Start of Entries shown
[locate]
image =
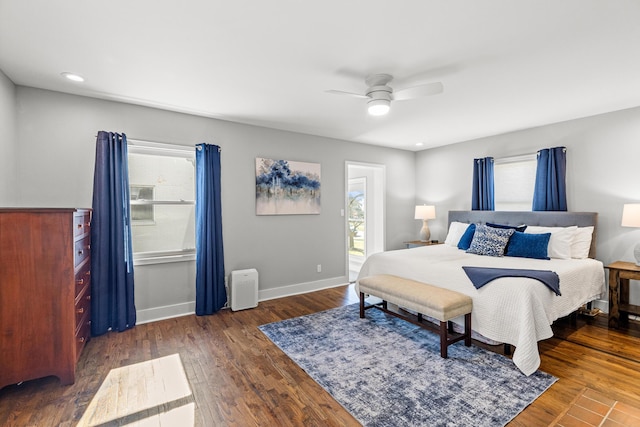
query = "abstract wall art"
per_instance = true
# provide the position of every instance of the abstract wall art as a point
(285, 187)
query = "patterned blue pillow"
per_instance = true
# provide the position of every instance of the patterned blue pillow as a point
(465, 240)
(490, 241)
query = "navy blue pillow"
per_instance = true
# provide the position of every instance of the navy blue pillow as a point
(519, 228)
(465, 241)
(528, 245)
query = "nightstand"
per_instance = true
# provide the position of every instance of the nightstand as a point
(418, 243)
(620, 273)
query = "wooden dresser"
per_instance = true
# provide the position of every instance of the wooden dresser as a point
(45, 292)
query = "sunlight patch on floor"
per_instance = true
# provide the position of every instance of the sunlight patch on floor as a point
(151, 393)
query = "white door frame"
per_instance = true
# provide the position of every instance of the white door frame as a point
(376, 208)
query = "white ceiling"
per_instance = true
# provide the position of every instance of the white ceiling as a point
(505, 64)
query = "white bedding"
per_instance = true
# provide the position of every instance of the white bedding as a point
(517, 311)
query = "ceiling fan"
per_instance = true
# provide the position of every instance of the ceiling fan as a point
(380, 94)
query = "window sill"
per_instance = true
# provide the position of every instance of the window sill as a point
(145, 259)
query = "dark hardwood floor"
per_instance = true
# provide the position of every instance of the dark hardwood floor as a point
(239, 378)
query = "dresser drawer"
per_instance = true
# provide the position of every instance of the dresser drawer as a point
(83, 277)
(82, 249)
(83, 305)
(81, 223)
(82, 335)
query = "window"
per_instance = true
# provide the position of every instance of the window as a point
(514, 181)
(162, 191)
(141, 214)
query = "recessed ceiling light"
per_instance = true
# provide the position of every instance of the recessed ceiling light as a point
(73, 77)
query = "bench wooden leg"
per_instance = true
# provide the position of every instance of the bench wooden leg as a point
(444, 339)
(467, 329)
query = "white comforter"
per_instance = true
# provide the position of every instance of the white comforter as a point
(517, 311)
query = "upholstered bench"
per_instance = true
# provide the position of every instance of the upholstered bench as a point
(433, 301)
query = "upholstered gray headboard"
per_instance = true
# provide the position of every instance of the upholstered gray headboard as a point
(545, 219)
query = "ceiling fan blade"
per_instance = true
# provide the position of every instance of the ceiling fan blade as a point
(340, 92)
(418, 91)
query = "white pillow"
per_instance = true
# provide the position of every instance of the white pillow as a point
(581, 242)
(560, 241)
(456, 230)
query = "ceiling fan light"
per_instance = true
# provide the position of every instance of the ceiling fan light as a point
(378, 107)
(73, 77)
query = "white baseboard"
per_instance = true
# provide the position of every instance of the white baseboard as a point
(165, 312)
(301, 288)
(184, 309)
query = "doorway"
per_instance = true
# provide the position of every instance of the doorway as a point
(364, 210)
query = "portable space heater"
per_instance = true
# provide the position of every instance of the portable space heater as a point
(244, 289)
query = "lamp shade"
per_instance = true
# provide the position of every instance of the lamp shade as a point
(425, 212)
(631, 215)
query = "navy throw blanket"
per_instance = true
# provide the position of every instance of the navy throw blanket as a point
(480, 276)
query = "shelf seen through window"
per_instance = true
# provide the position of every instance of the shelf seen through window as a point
(162, 197)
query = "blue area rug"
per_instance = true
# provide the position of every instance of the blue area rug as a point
(388, 372)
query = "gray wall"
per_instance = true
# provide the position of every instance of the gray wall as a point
(602, 173)
(56, 148)
(8, 141)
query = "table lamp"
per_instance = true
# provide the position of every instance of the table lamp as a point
(425, 213)
(631, 218)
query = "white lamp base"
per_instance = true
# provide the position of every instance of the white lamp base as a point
(425, 234)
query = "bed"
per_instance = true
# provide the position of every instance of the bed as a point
(513, 310)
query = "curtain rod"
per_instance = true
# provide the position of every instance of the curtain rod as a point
(146, 141)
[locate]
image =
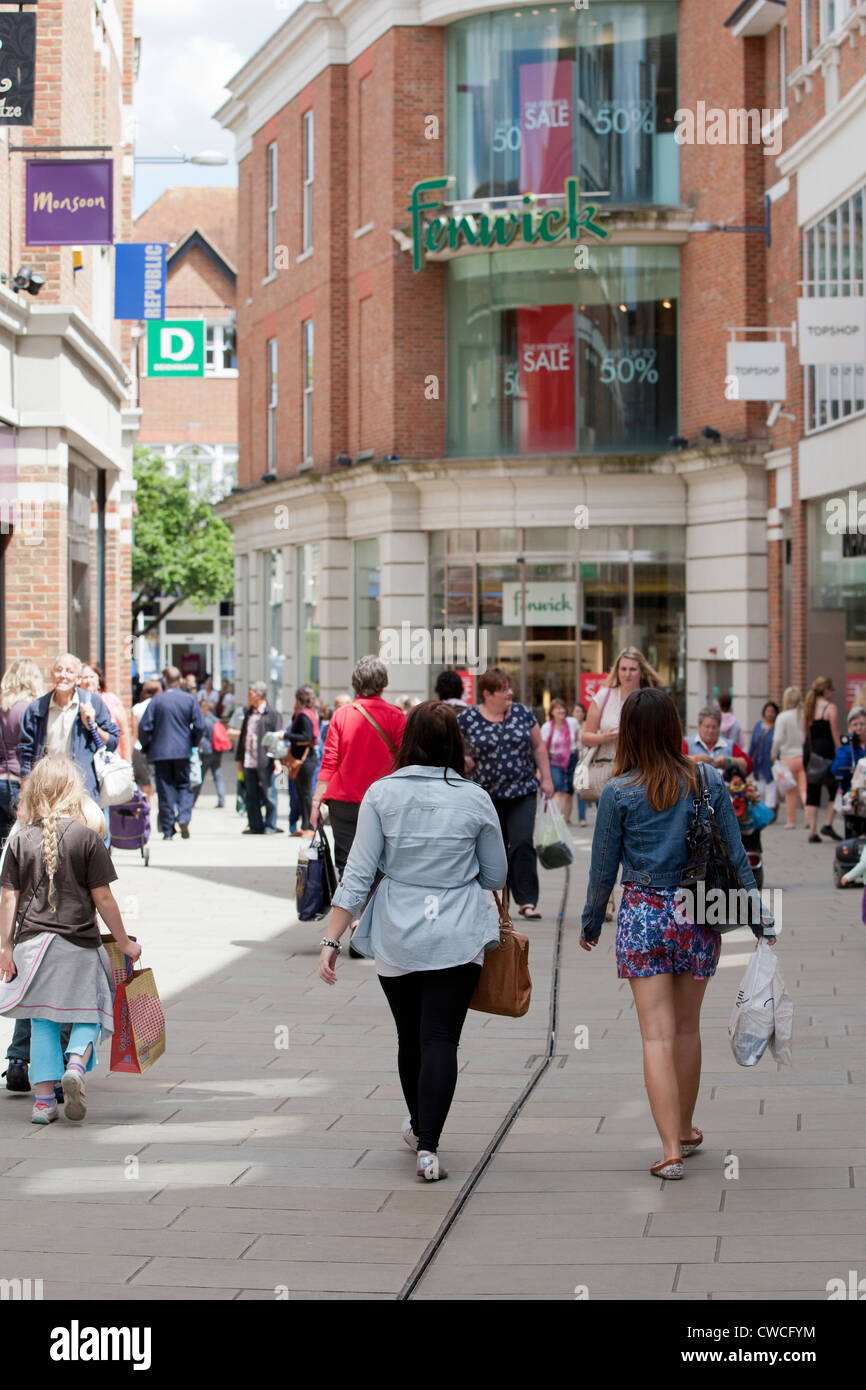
End of Entries shown
Write out the whole listing again, exactly, with no pictures.

-- Exercise response --
[locate]
image =
query = "abstract wall art"
per_instance = true
# provide the position of every instance of the abstract wall art as a point
(285, 187)
query = "patterned blue pillow"
per_instance = true
# provide the position of every instance of the patterned blue pillow as a point
(465, 240)
(490, 241)
query = "navy blue pillow"
per_instance = true
# provide the position of every instance of the navy blue pillow as a point
(519, 228)
(465, 241)
(528, 245)
query = "nightstand"
per_instance = true
# provide the position of every instance of the nightstand as a point
(418, 243)
(620, 273)
query = "wooden dresser"
per_instance = true
# provide the position of every instance of the wooden dresser as a point
(45, 292)
query = "sunlight patch on floor"
per_instance = true
# provide the position of every instance of the sunlight patch on floor as a point
(151, 393)
query = "white door frame"
per_instance = true
# provide the position of every instance of the white door frame as a point
(376, 208)
query = "white ceiling"
per_instance = true
# provide the position of every instance of the white ceiling as a point
(505, 64)
query = "white bedding"
per_instance = true
# provide the position of every instance of the white bedding as a point
(517, 311)
query = "ceiling fan"
per_instance = true
# provide the position of every instance of the ceiling fan as a point
(380, 94)
query = "window sill"
per_instance = true
# provide the position of every instance of the window sill as a point
(145, 259)
query = "dark hardwood floor"
per_instance = true
# provide the position of every instance of the dark hardwood floor as a point
(239, 378)
query = "dresser drawer"
per_instance = true
# provide the position of every instance of the dresser drawer as a point
(83, 277)
(82, 249)
(83, 305)
(81, 223)
(82, 335)
query = "window"
per_instance = true
# provide the position of every instance of the window as a point
(514, 181)
(162, 191)
(141, 214)
query = "recessed ceiling light"
per_instance = true
# provide the position of every instance of the recessed ceiling light as a point
(73, 77)
query = "bench wooden leg"
per_instance = true
# provide the position of every instance of the bench wooden leg as a point
(444, 339)
(467, 329)
query = "white comforter"
per_instance = true
# provide the position of every instance of the white comforter as a point
(517, 311)
query = "upholstered bench"
per_instance = true
# provide the position of every instance of the upholstered bench as a point
(433, 301)
query = "upholstered gray headboard"
per_instance = true
# provide the position of every instance of the upholstered gray headboard as a point
(545, 219)
query = "ceiling fan blade"
per_instance = true
# provide the position of every instance of the ceiling fan blade as a point
(340, 92)
(418, 91)
query = "white pillow"
per_instance = true
# provide the position of every instance of the white pillow as a point
(581, 242)
(560, 241)
(456, 230)
query = "ceiling fan light"
per_instance = true
# provide the position of every instance of the ceiling fan light as a point
(378, 107)
(73, 77)
query = "white baseboard"
per_instance = true
# provide the position of every instance of the white baseboard as a point
(165, 312)
(301, 288)
(184, 309)
query = "doorway"
per_instance = true
# provide the position of every instance of the doorway as a point
(364, 210)
query = "portable space heater"
per_instance = true
# provide the position of every instance of the portable space heater as a point
(244, 289)
query = "lamp shade"
per_instance = true
# provide the position of every instance of the lamp shade as a point
(425, 212)
(631, 215)
query = "navy throw blanket"
per_instance = true
# provide the position of every instance of the navy throw blanket as a point
(480, 276)
query = "shelf seen through window"
per_instance = true
# provide the position of every instance of the shelf seen through window as a point
(162, 197)
query = "blue area rug"
per_instance = true
# provide the position of every instance of the blue area rug as a point
(388, 372)
query = "gray wall"
per_instance = true
# provide the position of every instance of the gray wall as a point
(602, 173)
(56, 148)
(8, 141)
query = "table lamp"
per_instance = true
# provide the position of every instance of the table lamp as a point
(425, 213)
(631, 218)
query = "white lamp base"
per_instance = true
# provide the position of every instance of the white lamp base as a point
(425, 234)
query = "bed"
per_instance = true
# provide the position of every instance of the bed as a point
(513, 310)
query = "curtain rod"
per_instance = true
# provide the position of every instance of the curtain rod as a point
(146, 141)
[locate]
image =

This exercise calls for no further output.